# REQUIRED WORK
Copy the listing below word for word, from its first line through the line containing "pixel 1084 369", including both of those lines.

[Excerpts from a location annotation dataset]
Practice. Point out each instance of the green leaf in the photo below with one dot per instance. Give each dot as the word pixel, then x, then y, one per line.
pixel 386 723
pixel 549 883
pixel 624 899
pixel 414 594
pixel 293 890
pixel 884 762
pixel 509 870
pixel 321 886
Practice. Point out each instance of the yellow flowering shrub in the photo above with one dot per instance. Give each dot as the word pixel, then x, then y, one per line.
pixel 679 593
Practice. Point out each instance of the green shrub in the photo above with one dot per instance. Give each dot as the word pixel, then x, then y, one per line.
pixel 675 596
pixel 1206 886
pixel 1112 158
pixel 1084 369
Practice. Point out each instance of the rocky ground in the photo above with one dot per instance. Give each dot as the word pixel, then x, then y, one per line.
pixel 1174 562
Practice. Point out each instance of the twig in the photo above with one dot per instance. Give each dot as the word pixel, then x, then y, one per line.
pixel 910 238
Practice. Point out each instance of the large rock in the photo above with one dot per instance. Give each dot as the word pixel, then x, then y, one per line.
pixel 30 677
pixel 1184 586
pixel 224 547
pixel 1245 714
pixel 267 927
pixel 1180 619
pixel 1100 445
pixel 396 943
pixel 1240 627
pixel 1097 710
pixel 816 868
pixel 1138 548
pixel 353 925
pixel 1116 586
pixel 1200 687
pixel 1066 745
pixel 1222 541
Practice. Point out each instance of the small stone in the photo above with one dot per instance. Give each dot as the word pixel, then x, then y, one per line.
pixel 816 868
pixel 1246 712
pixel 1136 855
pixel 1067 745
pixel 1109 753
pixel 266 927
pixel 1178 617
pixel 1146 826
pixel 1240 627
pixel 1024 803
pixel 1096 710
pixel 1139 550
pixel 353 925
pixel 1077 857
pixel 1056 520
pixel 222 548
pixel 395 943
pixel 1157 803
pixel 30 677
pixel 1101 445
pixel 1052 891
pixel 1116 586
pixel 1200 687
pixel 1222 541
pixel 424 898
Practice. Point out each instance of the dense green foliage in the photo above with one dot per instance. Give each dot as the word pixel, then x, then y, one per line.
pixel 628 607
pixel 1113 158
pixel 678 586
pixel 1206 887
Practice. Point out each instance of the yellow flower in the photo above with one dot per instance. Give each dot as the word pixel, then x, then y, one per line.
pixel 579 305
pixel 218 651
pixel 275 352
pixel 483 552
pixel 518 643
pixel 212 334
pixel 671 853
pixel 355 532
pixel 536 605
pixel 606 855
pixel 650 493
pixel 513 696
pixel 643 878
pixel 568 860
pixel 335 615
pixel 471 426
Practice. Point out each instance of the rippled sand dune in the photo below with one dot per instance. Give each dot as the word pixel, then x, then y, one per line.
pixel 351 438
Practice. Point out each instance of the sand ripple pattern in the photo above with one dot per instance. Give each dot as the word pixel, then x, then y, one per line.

# COMPLETE ANSWER
Practice. Point out each instance of the green leaf in the photo below with one dot per instance. Give each dot as the word pixel, then x, then y, one per line.
pixel 386 723
pixel 549 883
pixel 624 899
pixel 414 594
pixel 293 890
pixel 884 762
pixel 509 870
pixel 321 886
Practice. Point out each instance of the yellow flowering shrub in the photo above with one dot per instance. Give each dot as the word pixel, then x, then y, one per line.
pixel 679 593
Practice. Point out each instance of the green shrub in the photo above with one dot per instance. Give each dot as the word pixel, then x, then y, one per line.
pixel 675 596
pixel 1206 886
pixel 1112 158
pixel 1084 369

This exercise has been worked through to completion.